• _ФРАГМЕНТ ТЕКСТА_:
::::::::::

В Новом Рижском театре
Мы наконец-то посмотрели в Новом Рижском театре моноспектакль «Бродский/Барышников», который обеспечил массовую культурную эмиграцию в Ригу и продолжает лишать публику сна и покоя, и теперь рассказываем о нем вам
«Как славно ввечеру, вдали Всея Руси,
Барышникова зреть. Талант его не стерся!
Усилие ноги и судорога торса
с вращением вкруг собственной оси
рождают тот полет, которого душа
как в девках заждалась, готовая озлиться!
А что насчет того, где выйдет приземлиться, —
земля везде тверда; рекомендую США».
Это строки из стихотворения, которое Иосиф Бродский посвятил Михаилу Барышникову в 1976 году, так его и назвав — «Михаилу Барышникову». За время, прошедшее с того момента, как Бродский поставил в нем финальную точку, и до дня, когда Барышников вышел на сцену Нового Рижского театра с чемоданом в руках, перевернулось многое, но вот одно точно осталось неизменным — его ничуть не стершийся талант.
Про постановку «Бродский/Барышников» говорить начали сразу и много. И с самого начала печально предвещали: билетов будет не достать. Зал, рассчитанный на 470 человек, всех желающих, оккупировавших его кассы и сайт, вместить явно не мог. С последнего одна за другой исчезали заветные даты: сначала на октябрь, потом на ноябрь, в кассах стояли очереди, место в которых люди не стеснялись занимать чуть ли не за сутки до старта продаж. То, что успевшие достать билет будут добираться «на Барышникова» самолетом, поездом, машиной, никаким сюрпризом тоже не было — шансы, что когда-нибудь он выйдет на петербургскую или московскую сцену, по-прежнему минимальны. Так что для многих зрителей весь этот предпремьерный ажиотаж стал частью культа — выстрадать свой билет они были явно не против.
Отношение самого Михаила Барышникова ко всей этой шумихе легко передать всего в паре фраз, а если точнее, в специальном объявлении, сделанном перед началом спектакля сразу на нескольких языках: «Личная просьба артиста: во время постановки не снимать. Если вам это так сильно нужно, снимать можно во время поклонов». И все как один, укоренные этим «так сильно нужно», действительно выключают и убирают телефоны — за время спектакля из зала не донесется ни единого звука — на зависть самым громким московским премьерам.
На сцене тем временем — только лишь застекленный павильон, чьи — хоть потертые и облупившиеся — рамы напоминают о былом величии русских усадеб. По углам в нем наверняка притаилась хотя бы парочка паутин — без них никак, как и без стрекочущих где-то в окружной траве кузнечиков. Перед входом — две скамейки, на одной из которых стоит старый магнитофон, в любую минуту готовый пустить свои бобины в ход. Вторая же ждет героя. И вот он проходит через павильон — в голове — воспоминания, в руке — потертый чемодан, — опускается на скамейку и достает бутылку виски, а вместе с ней будильник и пару томиков Бродского. Сделав глоток, Барышников начнет читать, но не декламировать, стихи — сначала, с тихого бормотания, для себя и только потом для зала.

::::::::::

• _Записи из набора данных_:
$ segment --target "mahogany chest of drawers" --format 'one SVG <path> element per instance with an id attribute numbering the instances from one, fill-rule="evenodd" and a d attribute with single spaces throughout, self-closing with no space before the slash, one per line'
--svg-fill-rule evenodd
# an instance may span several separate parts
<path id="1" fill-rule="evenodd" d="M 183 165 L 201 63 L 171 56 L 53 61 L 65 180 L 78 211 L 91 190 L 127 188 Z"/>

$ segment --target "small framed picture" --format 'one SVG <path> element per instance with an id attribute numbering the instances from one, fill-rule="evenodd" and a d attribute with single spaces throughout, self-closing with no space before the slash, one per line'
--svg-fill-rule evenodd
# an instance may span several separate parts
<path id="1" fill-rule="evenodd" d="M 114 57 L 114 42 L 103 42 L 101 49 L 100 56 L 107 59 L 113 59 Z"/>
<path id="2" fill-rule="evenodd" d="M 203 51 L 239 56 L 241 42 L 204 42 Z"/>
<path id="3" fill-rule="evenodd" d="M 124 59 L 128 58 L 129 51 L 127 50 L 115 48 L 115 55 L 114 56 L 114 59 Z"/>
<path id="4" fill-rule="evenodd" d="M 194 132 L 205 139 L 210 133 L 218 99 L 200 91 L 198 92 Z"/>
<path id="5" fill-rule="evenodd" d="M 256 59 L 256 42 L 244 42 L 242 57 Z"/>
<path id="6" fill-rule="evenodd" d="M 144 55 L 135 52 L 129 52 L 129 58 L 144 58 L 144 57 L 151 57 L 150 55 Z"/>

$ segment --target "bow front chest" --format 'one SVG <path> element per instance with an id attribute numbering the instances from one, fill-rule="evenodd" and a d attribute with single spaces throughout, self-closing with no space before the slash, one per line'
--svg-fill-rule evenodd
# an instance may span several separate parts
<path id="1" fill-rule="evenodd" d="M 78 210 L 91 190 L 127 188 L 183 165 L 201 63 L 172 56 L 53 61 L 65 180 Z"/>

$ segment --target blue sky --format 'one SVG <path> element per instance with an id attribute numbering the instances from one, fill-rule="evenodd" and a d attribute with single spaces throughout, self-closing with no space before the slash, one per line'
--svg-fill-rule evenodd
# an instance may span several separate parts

::::::::::

• _ЗАДАНИЯ К ВЫПОЛНЕНИЮ_:
(1) На сколько человек рассчитан зал, о котором говорится в тексте о спектакле «Бродский/Барышников»?
(2) Перепишите дословно отрывок из текста о спектакле «Бродский/Барышников» между словами «Усилие ноги и» и «не стершийся талант.», включая их.

• _ОТВЕТЫ ПО ЗАДАНИЯМ_:
(1) На 470 человек.

(2)
Усилие ноги и судорога торса
с вращением вкруг собственной оси
рождают тот полет, которого душа
как в девках заждалась, готовая озлиться!
А что насчет того, где выйдет приземлиться, —
земля везде тверда; рекомендую США».
Это строки из стихотворения, которое Иосиф Бродский посвятил Михаилу Барышникову в 1976 году, так его и назвав — «Михаилу Барышникову». За время, прошедшее с того момента, как Бродский поставил в нем финальную точку, и до дня, когда Барышников вышел на сцену Нового Рижского театра с чемоданом в руках, перевернулось многое, но вот одно точно осталось неизменным — его ничуть не стершийся талант.